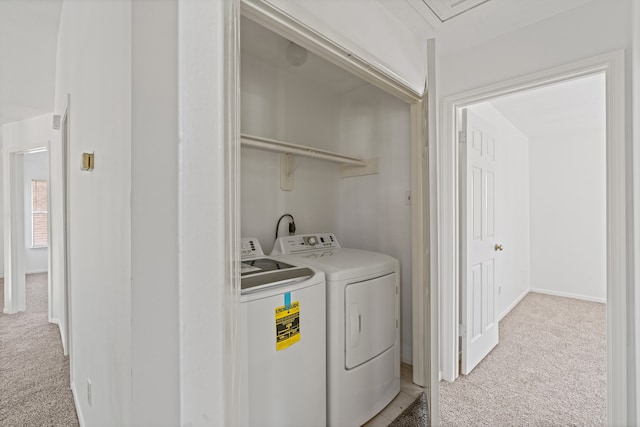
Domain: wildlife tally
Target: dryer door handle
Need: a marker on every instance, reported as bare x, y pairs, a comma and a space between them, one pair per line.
355, 325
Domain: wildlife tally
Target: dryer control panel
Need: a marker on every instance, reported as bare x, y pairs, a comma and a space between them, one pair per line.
305, 243
250, 248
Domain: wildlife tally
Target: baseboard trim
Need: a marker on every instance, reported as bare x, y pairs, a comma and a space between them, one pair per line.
512, 305
568, 295
75, 401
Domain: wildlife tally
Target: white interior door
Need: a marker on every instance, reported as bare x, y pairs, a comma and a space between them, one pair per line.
479, 325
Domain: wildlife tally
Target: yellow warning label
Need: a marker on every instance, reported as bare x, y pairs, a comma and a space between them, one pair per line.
287, 325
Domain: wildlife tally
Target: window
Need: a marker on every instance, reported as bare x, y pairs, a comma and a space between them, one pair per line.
39, 213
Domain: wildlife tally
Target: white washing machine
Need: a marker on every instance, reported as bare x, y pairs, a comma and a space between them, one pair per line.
283, 322
363, 326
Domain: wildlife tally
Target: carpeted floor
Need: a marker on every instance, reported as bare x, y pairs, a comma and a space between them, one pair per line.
34, 374
548, 370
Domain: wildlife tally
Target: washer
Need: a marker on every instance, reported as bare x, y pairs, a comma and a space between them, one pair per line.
283, 323
363, 330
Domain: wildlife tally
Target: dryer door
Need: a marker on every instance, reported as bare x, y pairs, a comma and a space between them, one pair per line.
370, 318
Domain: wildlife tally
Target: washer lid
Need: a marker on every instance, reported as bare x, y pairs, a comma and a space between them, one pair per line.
346, 263
262, 272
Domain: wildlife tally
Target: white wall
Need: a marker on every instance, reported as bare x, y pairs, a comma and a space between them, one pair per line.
94, 66
154, 215
568, 212
118, 61
512, 218
279, 104
373, 213
366, 212
597, 27
18, 137
380, 39
35, 168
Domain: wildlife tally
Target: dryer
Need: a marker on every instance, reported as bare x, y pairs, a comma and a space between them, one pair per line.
363, 326
283, 326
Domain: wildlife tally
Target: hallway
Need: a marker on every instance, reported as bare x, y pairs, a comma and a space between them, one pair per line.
34, 374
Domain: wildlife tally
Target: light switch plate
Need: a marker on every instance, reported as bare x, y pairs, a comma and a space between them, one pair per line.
87, 161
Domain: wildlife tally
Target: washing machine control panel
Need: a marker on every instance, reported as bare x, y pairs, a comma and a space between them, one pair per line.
305, 243
250, 248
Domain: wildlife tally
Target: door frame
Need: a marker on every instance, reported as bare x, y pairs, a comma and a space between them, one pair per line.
612, 65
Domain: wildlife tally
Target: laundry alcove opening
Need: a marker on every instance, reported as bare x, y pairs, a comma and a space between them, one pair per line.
314, 103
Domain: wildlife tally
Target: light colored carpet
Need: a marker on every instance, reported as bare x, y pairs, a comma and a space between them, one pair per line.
416, 414
34, 374
548, 370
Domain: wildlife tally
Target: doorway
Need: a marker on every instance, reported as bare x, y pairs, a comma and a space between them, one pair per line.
612, 65
546, 229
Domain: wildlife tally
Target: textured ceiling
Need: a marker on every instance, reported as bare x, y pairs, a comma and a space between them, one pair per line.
28, 39
447, 9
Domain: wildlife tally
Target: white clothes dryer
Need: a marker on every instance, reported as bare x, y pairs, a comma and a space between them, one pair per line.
283, 326
363, 326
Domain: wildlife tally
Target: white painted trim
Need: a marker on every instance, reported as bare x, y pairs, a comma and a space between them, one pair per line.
282, 23
419, 268
513, 304
634, 295
432, 303
612, 64
76, 399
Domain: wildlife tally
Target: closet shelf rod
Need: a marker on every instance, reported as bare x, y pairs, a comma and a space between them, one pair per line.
298, 150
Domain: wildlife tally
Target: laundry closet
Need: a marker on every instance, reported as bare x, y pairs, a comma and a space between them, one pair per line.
320, 106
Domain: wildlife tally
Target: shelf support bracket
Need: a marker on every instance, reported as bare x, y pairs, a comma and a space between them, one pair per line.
287, 181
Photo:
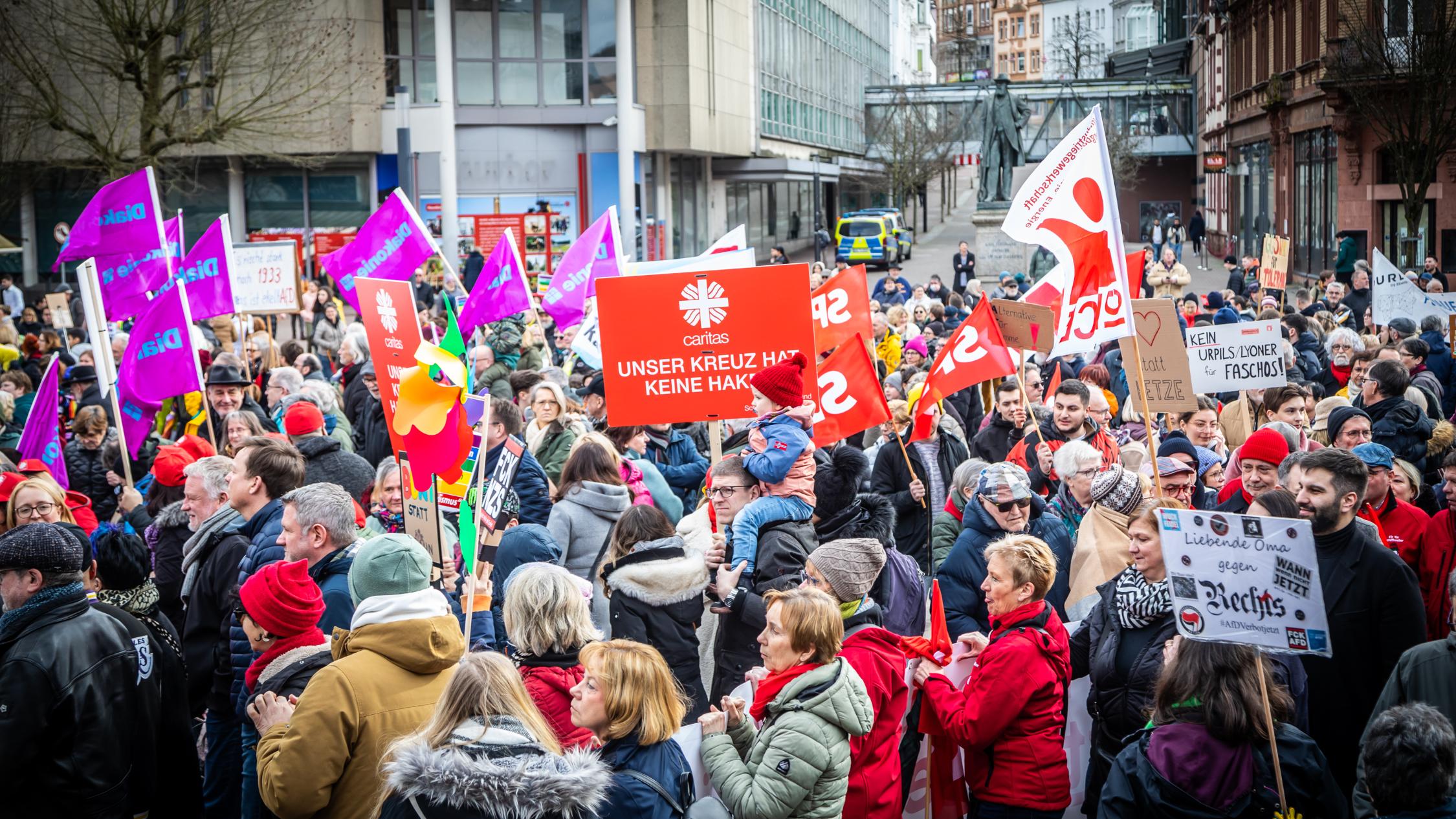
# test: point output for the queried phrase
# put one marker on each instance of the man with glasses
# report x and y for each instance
(1004, 505)
(784, 546)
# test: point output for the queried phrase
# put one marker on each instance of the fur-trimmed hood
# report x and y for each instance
(503, 773)
(659, 572)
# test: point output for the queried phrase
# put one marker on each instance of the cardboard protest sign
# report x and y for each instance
(1237, 357)
(265, 278)
(1245, 580)
(1165, 361)
(711, 332)
(1394, 296)
(1026, 325)
(841, 309)
(1274, 262)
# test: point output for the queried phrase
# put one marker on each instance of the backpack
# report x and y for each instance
(901, 594)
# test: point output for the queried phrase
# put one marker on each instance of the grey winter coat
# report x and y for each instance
(797, 764)
(581, 523)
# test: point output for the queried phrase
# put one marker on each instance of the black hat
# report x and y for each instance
(79, 375)
(223, 376)
(41, 546)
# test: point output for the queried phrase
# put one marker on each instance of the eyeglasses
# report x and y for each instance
(36, 511)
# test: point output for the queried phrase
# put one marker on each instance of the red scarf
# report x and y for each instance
(311, 638)
(771, 686)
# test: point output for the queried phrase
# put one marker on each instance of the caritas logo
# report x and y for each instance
(388, 316)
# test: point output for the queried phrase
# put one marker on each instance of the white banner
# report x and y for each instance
(1226, 358)
(1245, 580)
(1393, 296)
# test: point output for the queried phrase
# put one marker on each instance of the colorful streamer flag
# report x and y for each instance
(851, 399)
(500, 291)
(391, 245)
(841, 309)
(573, 281)
(1069, 206)
(975, 353)
(123, 217)
(43, 432)
(159, 361)
(207, 270)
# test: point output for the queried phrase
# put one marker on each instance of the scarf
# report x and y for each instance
(772, 686)
(1138, 601)
(191, 551)
(283, 645)
(43, 601)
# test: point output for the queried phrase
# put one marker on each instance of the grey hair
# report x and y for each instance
(327, 505)
(546, 613)
(1410, 758)
(1344, 335)
(212, 472)
(286, 377)
(1070, 455)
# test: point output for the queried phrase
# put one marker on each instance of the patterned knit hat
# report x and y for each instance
(784, 382)
(851, 565)
(1117, 489)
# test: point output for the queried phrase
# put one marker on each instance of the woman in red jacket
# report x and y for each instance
(1011, 713)
(846, 569)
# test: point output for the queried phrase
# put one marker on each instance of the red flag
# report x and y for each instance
(973, 354)
(851, 399)
(841, 309)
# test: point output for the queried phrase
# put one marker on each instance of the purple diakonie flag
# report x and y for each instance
(391, 245)
(43, 431)
(207, 270)
(595, 254)
(159, 361)
(500, 290)
(123, 217)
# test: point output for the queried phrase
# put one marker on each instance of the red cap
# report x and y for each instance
(168, 464)
(283, 598)
(302, 418)
(197, 446)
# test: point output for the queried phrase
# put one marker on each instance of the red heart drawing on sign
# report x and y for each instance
(1149, 325)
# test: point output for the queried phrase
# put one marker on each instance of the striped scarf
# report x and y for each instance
(1139, 603)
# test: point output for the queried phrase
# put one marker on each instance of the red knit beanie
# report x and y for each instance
(283, 598)
(1264, 446)
(784, 382)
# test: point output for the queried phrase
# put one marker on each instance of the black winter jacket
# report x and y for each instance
(72, 715)
(657, 600)
(892, 477)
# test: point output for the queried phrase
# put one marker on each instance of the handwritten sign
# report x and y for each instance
(1237, 357)
(1165, 363)
(265, 277)
(1026, 325)
(1274, 262)
(1245, 580)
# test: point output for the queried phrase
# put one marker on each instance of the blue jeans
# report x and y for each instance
(758, 512)
(220, 769)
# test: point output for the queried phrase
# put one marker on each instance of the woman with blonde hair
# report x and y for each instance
(548, 620)
(487, 752)
(632, 706)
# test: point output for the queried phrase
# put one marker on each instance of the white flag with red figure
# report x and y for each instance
(1069, 206)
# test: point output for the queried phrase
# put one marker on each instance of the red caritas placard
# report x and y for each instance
(841, 309)
(851, 399)
(682, 347)
(388, 311)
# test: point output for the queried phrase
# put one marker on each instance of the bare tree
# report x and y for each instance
(107, 86)
(1394, 69)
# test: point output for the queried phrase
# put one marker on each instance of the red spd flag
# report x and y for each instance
(841, 309)
(851, 399)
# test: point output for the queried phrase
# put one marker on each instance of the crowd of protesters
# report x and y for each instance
(247, 629)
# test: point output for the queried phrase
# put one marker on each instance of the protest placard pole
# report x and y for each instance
(1268, 726)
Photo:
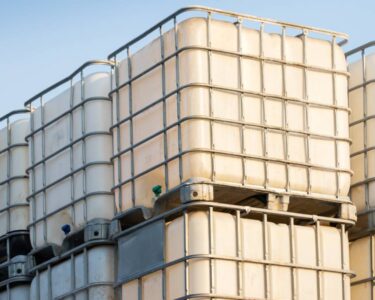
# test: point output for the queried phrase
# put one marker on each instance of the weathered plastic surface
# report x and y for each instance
(88, 275)
(88, 159)
(362, 263)
(273, 138)
(18, 292)
(238, 269)
(362, 132)
(15, 188)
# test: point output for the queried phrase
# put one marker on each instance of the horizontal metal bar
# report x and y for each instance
(230, 122)
(66, 255)
(230, 14)
(361, 85)
(71, 203)
(67, 146)
(17, 279)
(72, 75)
(51, 122)
(264, 262)
(233, 90)
(67, 176)
(10, 147)
(14, 233)
(8, 180)
(85, 287)
(245, 210)
(370, 279)
(232, 53)
(13, 206)
(360, 48)
(14, 112)
(233, 154)
(358, 183)
(367, 149)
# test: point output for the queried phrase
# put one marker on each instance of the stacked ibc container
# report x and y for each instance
(71, 178)
(14, 210)
(231, 160)
(362, 131)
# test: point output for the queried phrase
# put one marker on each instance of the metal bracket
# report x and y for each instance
(278, 202)
(197, 192)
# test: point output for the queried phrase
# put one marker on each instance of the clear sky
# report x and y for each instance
(43, 41)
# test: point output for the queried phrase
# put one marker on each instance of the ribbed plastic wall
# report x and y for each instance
(14, 188)
(219, 102)
(362, 132)
(221, 256)
(18, 292)
(71, 172)
(85, 275)
(362, 263)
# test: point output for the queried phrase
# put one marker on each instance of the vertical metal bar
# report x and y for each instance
(32, 175)
(335, 119)
(318, 260)
(163, 84)
(284, 108)
(306, 110)
(211, 250)
(372, 274)
(83, 143)
(50, 286)
(365, 113)
(267, 281)
(263, 108)
(86, 269)
(71, 150)
(131, 125)
(343, 262)
(211, 114)
(9, 163)
(72, 274)
(292, 239)
(44, 170)
(239, 254)
(186, 252)
(241, 116)
(118, 133)
(178, 99)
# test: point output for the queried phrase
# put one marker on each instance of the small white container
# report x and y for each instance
(14, 189)
(71, 173)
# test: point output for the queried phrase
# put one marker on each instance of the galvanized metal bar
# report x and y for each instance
(229, 14)
(210, 112)
(263, 107)
(163, 88)
(306, 111)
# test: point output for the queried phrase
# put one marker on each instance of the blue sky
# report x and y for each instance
(43, 41)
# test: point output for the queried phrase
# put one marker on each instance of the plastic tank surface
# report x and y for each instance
(18, 292)
(362, 132)
(85, 275)
(14, 210)
(362, 263)
(71, 173)
(217, 255)
(220, 102)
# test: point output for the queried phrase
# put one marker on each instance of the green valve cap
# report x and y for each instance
(156, 190)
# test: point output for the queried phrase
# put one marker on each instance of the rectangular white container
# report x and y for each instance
(18, 292)
(87, 274)
(221, 102)
(362, 262)
(362, 132)
(14, 184)
(208, 254)
(70, 149)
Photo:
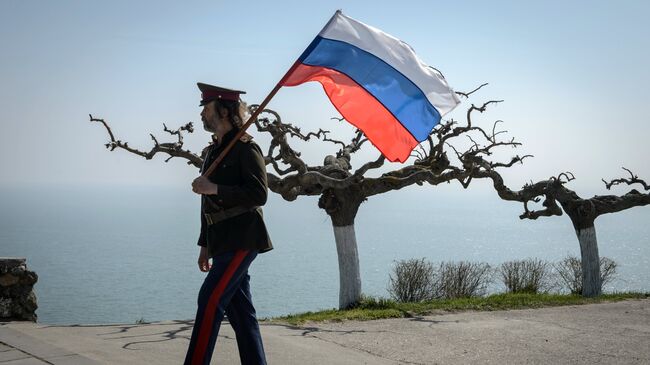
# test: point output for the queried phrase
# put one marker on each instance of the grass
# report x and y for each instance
(378, 308)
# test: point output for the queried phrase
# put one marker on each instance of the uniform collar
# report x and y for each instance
(226, 138)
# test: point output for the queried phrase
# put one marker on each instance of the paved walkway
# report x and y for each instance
(611, 333)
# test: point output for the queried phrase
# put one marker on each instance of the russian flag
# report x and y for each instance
(377, 83)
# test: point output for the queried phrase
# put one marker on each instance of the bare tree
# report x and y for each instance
(556, 198)
(342, 189)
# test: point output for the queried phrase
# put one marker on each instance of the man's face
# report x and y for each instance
(210, 117)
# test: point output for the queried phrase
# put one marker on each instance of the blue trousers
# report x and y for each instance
(226, 289)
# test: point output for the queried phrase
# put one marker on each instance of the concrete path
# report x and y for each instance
(611, 333)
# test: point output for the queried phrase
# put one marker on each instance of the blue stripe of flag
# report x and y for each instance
(391, 88)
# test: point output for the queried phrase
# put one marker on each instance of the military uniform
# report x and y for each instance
(233, 230)
(242, 190)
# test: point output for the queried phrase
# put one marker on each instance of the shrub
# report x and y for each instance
(526, 276)
(569, 271)
(411, 281)
(462, 279)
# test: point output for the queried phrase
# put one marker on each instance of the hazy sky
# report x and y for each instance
(574, 77)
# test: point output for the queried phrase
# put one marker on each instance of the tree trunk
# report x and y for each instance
(342, 207)
(591, 283)
(349, 275)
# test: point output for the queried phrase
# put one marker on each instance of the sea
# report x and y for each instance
(121, 254)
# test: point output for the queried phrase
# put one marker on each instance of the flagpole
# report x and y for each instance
(250, 121)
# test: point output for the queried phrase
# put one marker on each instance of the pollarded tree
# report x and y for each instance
(556, 198)
(341, 188)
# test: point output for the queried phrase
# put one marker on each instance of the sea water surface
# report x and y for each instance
(121, 254)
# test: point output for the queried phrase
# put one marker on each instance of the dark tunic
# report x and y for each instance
(241, 180)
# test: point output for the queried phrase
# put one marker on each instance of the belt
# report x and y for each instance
(212, 218)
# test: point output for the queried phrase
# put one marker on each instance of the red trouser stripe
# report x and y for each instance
(211, 308)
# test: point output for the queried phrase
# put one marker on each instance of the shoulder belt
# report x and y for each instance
(246, 138)
(212, 218)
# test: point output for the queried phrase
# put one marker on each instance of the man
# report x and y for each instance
(232, 230)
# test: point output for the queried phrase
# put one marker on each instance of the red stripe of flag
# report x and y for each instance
(360, 108)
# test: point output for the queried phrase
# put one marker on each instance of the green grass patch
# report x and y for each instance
(378, 308)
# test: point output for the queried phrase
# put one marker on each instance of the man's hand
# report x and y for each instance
(204, 260)
(201, 185)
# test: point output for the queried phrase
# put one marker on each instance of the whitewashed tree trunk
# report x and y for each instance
(349, 275)
(591, 285)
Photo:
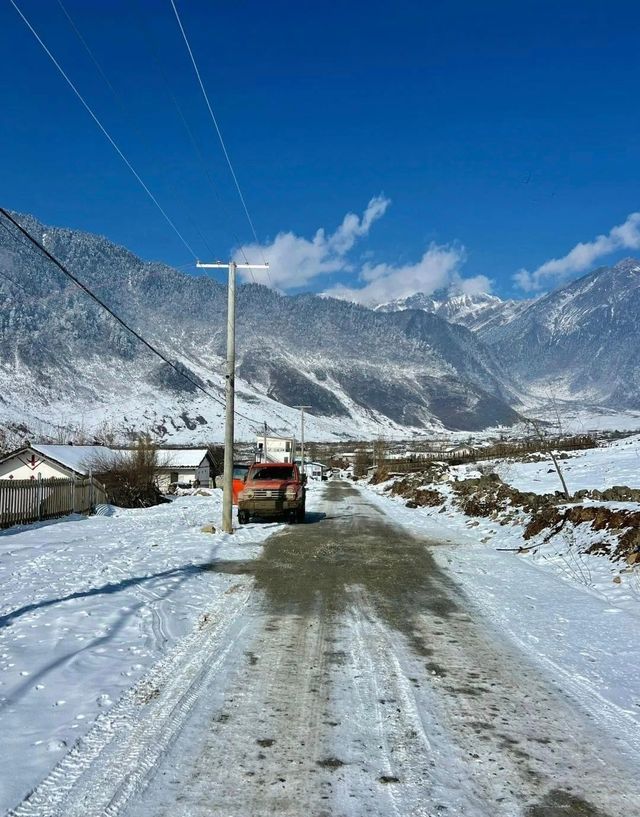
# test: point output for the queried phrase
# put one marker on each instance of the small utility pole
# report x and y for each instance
(302, 408)
(227, 484)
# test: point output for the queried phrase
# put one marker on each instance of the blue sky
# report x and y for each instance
(470, 141)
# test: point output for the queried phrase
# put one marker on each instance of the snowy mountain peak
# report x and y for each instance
(473, 311)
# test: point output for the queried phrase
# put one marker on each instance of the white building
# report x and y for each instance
(51, 461)
(278, 449)
(184, 466)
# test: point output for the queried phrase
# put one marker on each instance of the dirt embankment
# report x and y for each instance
(488, 496)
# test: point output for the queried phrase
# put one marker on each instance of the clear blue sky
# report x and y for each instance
(507, 128)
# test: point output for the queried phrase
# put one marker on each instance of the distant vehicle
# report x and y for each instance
(273, 489)
(240, 471)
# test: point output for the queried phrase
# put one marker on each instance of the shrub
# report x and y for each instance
(130, 476)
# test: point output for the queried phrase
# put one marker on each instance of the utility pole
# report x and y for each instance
(230, 375)
(302, 408)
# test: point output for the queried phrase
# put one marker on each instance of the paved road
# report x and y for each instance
(356, 679)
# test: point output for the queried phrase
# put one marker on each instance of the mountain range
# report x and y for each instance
(580, 342)
(426, 363)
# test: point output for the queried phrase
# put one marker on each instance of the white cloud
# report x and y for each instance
(295, 261)
(438, 267)
(583, 256)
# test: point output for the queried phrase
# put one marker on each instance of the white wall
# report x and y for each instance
(16, 468)
(185, 475)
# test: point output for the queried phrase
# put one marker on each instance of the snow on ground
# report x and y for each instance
(576, 614)
(581, 630)
(617, 463)
(87, 606)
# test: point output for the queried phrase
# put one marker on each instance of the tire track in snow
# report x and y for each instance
(107, 766)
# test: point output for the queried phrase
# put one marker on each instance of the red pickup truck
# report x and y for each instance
(273, 489)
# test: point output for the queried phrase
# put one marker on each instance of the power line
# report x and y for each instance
(103, 129)
(194, 142)
(34, 242)
(118, 98)
(215, 123)
(108, 309)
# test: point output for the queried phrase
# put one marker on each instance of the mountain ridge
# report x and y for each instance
(364, 373)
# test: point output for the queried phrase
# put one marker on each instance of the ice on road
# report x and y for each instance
(343, 671)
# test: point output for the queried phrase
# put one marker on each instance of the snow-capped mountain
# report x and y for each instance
(580, 341)
(64, 361)
(476, 312)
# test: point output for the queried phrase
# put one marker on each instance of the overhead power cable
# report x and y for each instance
(215, 123)
(108, 309)
(192, 139)
(104, 130)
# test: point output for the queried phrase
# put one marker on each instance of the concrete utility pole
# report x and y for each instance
(302, 408)
(227, 485)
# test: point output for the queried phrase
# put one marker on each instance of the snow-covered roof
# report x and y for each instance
(76, 457)
(181, 457)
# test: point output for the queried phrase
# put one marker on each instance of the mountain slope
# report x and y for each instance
(583, 338)
(476, 312)
(363, 372)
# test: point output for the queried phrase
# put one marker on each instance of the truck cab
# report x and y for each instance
(273, 489)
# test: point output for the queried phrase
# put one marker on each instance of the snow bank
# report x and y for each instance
(87, 605)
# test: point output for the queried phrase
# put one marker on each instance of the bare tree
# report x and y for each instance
(537, 428)
(130, 475)
(361, 462)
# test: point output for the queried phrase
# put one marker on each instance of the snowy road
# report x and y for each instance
(343, 672)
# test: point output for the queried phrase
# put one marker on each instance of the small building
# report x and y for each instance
(462, 450)
(313, 470)
(185, 467)
(51, 461)
(278, 449)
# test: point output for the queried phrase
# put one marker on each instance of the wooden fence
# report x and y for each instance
(31, 500)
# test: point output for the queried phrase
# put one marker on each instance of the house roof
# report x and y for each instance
(75, 457)
(181, 457)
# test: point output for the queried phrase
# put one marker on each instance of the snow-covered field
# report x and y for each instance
(617, 463)
(87, 606)
(614, 464)
(582, 634)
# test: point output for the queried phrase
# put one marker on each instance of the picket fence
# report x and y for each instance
(32, 500)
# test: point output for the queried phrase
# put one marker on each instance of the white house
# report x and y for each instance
(184, 466)
(278, 449)
(314, 470)
(48, 461)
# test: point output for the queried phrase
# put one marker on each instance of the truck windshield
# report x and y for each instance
(281, 472)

****************

Task: Using the listing above, count how many lines contain the word "covered" and, please, write only that number.

Expected answer: 2